| Your assignment |
Each line from the one containing "[(773, 299), (574, 441)]" to the end of the records below should be restated word for word; please leave out all other lines.

Photo-based referring expression data:
*** Begin section ***
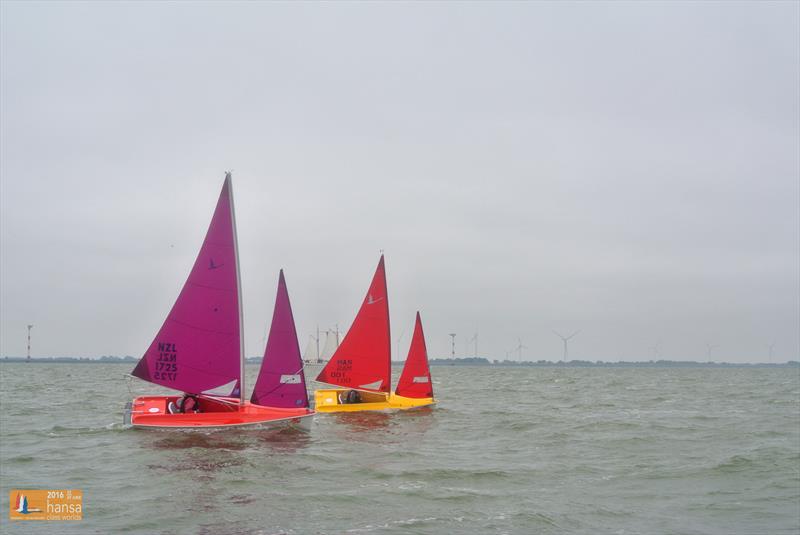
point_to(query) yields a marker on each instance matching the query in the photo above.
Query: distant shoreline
(463, 362)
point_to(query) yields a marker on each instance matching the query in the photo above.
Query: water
(541, 450)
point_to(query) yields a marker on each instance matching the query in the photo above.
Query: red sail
(364, 359)
(415, 381)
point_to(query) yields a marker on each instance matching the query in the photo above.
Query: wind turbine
(656, 350)
(29, 342)
(565, 339)
(474, 340)
(519, 349)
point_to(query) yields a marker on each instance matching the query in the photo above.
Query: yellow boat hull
(329, 400)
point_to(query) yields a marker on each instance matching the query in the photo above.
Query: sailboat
(362, 364)
(199, 349)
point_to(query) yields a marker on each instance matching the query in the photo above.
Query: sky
(628, 170)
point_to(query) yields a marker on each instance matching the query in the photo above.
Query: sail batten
(198, 347)
(363, 359)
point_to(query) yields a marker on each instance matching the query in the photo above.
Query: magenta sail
(198, 349)
(281, 382)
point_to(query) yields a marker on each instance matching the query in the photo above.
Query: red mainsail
(415, 381)
(364, 360)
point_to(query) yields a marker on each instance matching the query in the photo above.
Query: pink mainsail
(415, 380)
(199, 348)
(364, 359)
(281, 382)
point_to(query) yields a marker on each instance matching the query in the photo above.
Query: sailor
(188, 404)
(351, 396)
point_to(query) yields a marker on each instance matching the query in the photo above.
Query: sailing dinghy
(362, 364)
(199, 349)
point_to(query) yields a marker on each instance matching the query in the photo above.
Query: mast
(229, 180)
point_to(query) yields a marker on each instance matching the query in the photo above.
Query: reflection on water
(363, 422)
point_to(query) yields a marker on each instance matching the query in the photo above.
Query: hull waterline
(331, 400)
(151, 412)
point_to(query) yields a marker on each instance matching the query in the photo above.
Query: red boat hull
(215, 412)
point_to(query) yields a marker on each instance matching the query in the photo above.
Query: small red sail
(198, 348)
(364, 360)
(415, 381)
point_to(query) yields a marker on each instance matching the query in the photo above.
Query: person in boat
(351, 396)
(185, 405)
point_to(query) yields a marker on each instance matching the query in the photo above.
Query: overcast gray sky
(628, 169)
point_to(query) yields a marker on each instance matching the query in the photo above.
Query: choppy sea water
(507, 450)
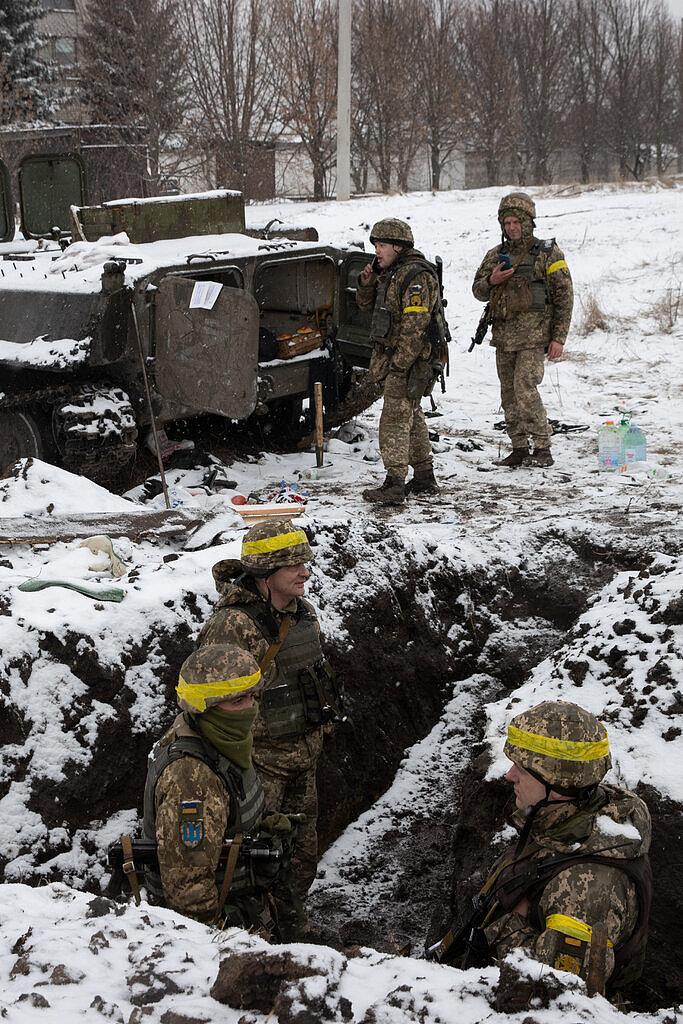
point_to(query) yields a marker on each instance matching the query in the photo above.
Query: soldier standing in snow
(202, 791)
(402, 298)
(581, 859)
(261, 609)
(528, 287)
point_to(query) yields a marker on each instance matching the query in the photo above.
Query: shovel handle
(317, 397)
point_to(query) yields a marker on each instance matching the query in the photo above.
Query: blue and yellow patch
(190, 819)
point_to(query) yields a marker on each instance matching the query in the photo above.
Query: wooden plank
(147, 523)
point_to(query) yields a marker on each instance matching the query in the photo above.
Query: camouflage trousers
(403, 435)
(519, 374)
(295, 792)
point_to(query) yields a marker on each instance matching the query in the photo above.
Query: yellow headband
(273, 543)
(198, 693)
(566, 750)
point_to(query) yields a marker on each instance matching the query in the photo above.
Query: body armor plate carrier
(303, 694)
(246, 808)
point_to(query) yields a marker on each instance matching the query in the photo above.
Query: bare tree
(439, 80)
(662, 87)
(627, 120)
(307, 30)
(539, 43)
(131, 75)
(588, 80)
(236, 78)
(489, 81)
(387, 117)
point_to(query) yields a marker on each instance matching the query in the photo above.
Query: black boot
(541, 457)
(392, 492)
(516, 458)
(423, 482)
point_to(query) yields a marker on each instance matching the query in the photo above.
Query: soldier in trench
(581, 858)
(261, 608)
(202, 796)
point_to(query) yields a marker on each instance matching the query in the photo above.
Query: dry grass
(593, 317)
(667, 309)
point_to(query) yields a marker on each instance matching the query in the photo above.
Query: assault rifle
(482, 327)
(144, 852)
(458, 939)
(441, 343)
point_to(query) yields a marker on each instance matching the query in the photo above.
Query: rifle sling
(271, 652)
(227, 878)
(129, 867)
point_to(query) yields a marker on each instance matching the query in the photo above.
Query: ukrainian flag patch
(191, 822)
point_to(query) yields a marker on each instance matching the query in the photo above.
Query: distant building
(61, 30)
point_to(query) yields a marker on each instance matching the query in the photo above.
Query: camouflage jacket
(614, 827)
(536, 328)
(400, 315)
(229, 624)
(187, 797)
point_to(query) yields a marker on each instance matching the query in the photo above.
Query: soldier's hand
(366, 274)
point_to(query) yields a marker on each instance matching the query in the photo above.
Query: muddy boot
(540, 457)
(516, 458)
(423, 482)
(392, 492)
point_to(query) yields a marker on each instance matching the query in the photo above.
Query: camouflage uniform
(521, 338)
(196, 797)
(189, 877)
(607, 829)
(615, 825)
(286, 766)
(403, 437)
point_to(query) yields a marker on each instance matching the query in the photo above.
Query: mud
(463, 631)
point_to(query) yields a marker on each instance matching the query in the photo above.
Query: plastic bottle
(610, 449)
(635, 448)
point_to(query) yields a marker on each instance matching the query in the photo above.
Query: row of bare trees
(513, 81)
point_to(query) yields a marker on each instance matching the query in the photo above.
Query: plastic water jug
(635, 448)
(610, 449)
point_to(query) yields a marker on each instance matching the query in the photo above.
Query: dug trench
(414, 633)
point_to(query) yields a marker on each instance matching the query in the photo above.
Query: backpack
(426, 371)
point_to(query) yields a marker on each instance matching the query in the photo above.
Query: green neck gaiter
(229, 732)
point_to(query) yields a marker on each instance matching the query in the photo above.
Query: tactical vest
(296, 700)
(382, 320)
(247, 803)
(524, 292)
(516, 882)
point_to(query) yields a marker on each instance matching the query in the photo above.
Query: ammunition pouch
(381, 323)
(421, 379)
(321, 695)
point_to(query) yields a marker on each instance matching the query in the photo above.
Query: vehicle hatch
(206, 359)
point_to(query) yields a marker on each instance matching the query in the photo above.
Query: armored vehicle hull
(218, 321)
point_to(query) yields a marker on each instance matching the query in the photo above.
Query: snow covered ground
(71, 955)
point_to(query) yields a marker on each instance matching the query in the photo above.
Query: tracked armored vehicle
(219, 321)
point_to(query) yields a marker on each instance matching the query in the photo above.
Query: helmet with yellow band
(216, 673)
(272, 545)
(560, 743)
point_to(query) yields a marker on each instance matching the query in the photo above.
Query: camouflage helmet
(214, 673)
(561, 743)
(516, 205)
(272, 545)
(392, 229)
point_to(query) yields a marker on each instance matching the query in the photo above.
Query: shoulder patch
(190, 821)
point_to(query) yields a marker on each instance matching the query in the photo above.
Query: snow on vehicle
(220, 321)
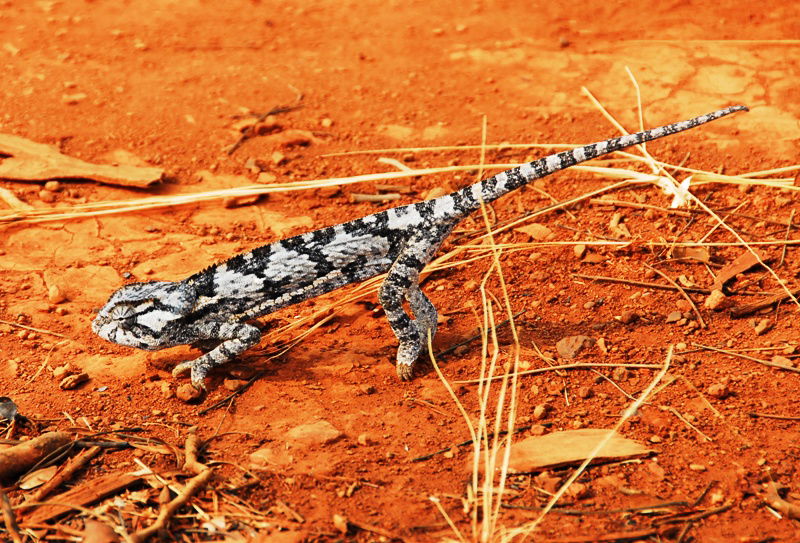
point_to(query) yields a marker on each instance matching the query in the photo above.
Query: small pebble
(278, 158)
(718, 390)
(340, 523)
(436, 192)
(783, 361)
(187, 393)
(585, 392)
(715, 300)
(54, 295)
(72, 99)
(266, 178)
(538, 430)
(61, 371)
(763, 326)
(47, 196)
(471, 285)
(540, 411)
(233, 384)
(675, 316)
(629, 317)
(73, 381)
(367, 389)
(620, 374)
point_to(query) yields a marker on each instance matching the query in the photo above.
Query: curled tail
(492, 188)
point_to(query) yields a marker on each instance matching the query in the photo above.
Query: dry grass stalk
(579, 366)
(702, 205)
(751, 358)
(168, 510)
(191, 448)
(525, 530)
(12, 528)
(680, 289)
(73, 466)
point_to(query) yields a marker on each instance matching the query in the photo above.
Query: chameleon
(214, 309)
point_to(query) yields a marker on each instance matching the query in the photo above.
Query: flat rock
(320, 432)
(571, 346)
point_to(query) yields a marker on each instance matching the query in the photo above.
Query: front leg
(235, 338)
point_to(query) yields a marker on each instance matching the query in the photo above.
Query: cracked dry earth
(328, 429)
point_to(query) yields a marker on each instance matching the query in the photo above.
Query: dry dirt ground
(168, 81)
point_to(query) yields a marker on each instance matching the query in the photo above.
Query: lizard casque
(212, 308)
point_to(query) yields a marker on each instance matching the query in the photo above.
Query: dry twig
(10, 520)
(680, 289)
(72, 467)
(168, 510)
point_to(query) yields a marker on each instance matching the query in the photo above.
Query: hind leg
(402, 283)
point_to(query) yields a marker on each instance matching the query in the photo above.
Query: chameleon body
(212, 309)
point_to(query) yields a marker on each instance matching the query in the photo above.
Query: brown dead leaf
(536, 231)
(31, 161)
(785, 507)
(38, 477)
(571, 447)
(700, 254)
(743, 262)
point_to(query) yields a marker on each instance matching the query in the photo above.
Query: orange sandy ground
(165, 80)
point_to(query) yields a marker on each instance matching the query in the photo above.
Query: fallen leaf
(28, 160)
(38, 477)
(700, 254)
(571, 447)
(743, 262)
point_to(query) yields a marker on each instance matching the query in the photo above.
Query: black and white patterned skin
(212, 309)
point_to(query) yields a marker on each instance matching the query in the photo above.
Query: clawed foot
(405, 372)
(198, 372)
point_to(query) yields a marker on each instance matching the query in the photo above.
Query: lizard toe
(405, 372)
(183, 367)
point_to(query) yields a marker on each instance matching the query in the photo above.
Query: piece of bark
(31, 161)
(81, 495)
(744, 310)
(22, 457)
(743, 262)
(570, 447)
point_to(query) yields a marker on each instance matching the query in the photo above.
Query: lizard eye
(121, 311)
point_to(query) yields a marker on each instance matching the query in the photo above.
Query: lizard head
(144, 315)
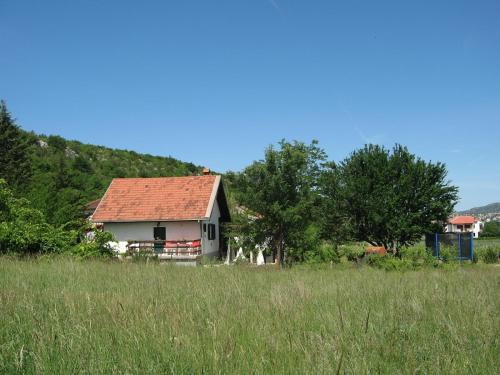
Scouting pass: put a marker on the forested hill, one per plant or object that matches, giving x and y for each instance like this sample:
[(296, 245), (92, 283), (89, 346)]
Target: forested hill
[(67, 174)]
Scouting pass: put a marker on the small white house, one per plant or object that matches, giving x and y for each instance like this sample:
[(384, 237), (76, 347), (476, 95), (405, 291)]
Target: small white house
[(464, 224), (178, 218)]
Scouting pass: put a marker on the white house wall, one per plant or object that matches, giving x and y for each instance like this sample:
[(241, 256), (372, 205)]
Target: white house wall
[(143, 231)]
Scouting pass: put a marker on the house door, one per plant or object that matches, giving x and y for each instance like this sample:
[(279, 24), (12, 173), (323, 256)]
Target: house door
[(160, 233)]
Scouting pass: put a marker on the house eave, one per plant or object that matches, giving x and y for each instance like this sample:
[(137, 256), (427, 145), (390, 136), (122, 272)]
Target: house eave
[(197, 219)]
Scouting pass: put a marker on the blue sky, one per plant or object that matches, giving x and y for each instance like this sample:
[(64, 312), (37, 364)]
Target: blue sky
[(215, 82)]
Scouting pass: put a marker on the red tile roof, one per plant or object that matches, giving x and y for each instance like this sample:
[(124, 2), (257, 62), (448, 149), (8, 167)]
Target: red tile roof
[(461, 220), (157, 199)]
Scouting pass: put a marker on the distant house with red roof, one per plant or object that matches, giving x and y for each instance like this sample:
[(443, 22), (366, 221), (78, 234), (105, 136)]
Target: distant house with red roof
[(464, 224), (176, 217)]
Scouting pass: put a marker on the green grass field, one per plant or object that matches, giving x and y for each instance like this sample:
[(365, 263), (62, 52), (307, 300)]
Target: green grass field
[(65, 316)]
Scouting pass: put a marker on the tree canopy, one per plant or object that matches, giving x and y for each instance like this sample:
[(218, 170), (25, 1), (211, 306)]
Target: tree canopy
[(391, 198), (283, 191), (15, 165)]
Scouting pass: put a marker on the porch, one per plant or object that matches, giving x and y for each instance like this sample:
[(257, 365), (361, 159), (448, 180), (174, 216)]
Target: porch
[(166, 250)]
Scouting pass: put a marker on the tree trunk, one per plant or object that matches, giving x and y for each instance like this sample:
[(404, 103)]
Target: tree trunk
[(279, 248)]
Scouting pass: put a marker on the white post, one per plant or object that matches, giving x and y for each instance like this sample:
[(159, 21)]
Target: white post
[(228, 255)]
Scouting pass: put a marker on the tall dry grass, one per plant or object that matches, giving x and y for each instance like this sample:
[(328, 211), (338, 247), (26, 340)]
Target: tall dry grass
[(65, 316)]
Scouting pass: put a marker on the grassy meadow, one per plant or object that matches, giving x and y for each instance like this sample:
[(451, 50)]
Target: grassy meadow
[(67, 316)]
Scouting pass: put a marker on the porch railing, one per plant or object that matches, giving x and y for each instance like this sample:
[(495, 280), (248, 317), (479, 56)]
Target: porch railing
[(160, 247)]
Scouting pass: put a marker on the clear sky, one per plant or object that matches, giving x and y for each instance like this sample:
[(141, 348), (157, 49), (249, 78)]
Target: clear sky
[(215, 82)]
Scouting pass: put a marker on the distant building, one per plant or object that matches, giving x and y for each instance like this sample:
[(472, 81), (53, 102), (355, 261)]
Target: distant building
[(90, 207), (464, 224)]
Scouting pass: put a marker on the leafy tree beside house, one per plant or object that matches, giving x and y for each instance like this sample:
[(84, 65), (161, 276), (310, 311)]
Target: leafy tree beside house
[(391, 198), (283, 190)]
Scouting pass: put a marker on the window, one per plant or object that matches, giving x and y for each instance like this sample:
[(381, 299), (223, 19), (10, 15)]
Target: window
[(211, 232)]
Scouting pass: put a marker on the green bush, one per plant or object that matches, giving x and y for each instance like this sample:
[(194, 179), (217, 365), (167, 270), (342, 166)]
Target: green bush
[(96, 248), (419, 256), (326, 252), (23, 230), (487, 254)]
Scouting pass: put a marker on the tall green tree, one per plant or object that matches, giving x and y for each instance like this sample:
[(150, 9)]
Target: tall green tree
[(15, 165), (283, 191), (391, 198)]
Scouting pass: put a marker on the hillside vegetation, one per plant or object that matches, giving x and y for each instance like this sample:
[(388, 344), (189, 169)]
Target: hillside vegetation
[(68, 174)]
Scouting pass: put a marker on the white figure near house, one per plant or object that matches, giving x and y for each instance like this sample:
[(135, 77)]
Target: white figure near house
[(464, 224)]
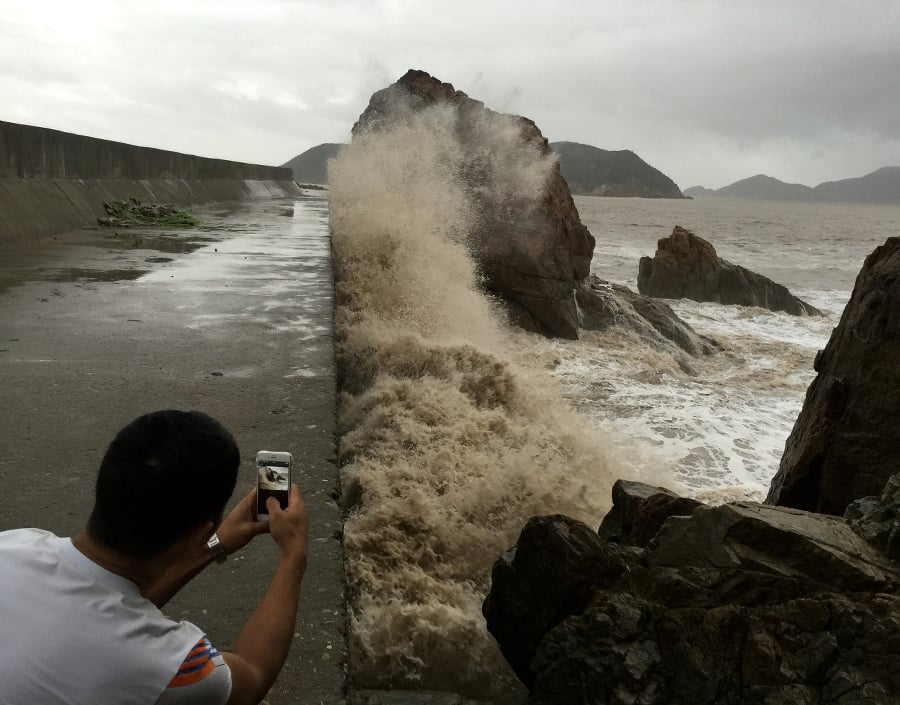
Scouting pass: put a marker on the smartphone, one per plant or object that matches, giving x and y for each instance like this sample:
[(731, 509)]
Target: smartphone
[(273, 479)]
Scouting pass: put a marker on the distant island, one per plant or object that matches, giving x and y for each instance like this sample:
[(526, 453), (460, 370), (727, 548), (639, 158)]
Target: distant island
[(311, 166), (589, 171), (881, 186)]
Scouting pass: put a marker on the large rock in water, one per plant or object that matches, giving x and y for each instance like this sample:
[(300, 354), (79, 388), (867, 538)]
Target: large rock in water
[(846, 442), (532, 252), (743, 604), (603, 304), (686, 266)]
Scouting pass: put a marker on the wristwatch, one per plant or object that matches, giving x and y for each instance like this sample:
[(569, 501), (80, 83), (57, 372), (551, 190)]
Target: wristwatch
[(216, 548)]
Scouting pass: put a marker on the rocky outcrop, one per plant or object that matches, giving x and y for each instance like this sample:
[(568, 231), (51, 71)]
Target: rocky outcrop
[(845, 443), (686, 266), (603, 304), (678, 603), (531, 251)]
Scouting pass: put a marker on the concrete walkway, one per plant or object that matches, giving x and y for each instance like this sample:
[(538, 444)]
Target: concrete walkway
[(234, 319)]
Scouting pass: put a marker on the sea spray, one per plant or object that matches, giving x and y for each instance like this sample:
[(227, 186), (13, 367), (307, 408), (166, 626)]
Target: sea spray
[(447, 445)]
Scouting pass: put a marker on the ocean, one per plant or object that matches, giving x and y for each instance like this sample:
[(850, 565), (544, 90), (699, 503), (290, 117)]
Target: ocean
[(722, 430), (456, 429)]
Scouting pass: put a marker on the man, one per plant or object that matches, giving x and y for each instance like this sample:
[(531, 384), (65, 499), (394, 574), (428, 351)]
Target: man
[(79, 618)]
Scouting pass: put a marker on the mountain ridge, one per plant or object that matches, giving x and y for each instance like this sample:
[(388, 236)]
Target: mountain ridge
[(592, 171), (588, 170), (879, 186)]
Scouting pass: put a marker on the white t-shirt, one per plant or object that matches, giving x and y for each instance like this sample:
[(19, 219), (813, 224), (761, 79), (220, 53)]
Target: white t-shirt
[(73, 633)]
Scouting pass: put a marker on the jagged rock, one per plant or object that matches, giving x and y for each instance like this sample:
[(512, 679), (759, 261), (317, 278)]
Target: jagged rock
[(532, 252), (603, 304), (742, 604), (686, 266), (845, 444), (639, 511), (877, 519)]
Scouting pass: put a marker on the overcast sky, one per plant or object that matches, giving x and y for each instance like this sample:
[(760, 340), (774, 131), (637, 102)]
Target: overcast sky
[(707, 91)]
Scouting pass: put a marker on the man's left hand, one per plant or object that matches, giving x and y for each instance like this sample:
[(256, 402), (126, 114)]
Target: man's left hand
[(240, 525)]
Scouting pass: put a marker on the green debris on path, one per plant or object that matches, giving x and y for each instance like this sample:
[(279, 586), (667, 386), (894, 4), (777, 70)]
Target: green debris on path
[(135, 212)]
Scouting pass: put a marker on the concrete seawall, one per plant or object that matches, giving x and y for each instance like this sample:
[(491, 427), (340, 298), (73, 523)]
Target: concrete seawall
[(52, 181)]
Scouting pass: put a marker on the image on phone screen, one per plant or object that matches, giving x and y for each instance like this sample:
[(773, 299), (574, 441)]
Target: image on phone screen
[(274, 480)]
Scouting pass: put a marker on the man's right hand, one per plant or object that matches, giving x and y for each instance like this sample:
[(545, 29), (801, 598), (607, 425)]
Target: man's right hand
[(289, 527), (263, 643)]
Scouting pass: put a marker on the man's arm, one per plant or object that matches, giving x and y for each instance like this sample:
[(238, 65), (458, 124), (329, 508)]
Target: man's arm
[(234, 533), (263, 644)]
*** End section ***
| Solved problem |
[(773, 299), (574, 441)]
Target: image on phone screen
[(274, 480)]
Scouting pass: put a marker on the man's right hand, one per plant or object that matches, giving x and y for each instance like this sample:
[(545, 29), (801, 598), (607, 425)]
Target: man's right hand
[(289, 527), (263, 643)]
Scouting pass: put a marker on the man's arm, one per plant or object that matches, giving x and y for each instance like this sample:
[(238, 65), (458, 124), (329, 508)]
Target: man's arm
[(234, 533), (263, 644)]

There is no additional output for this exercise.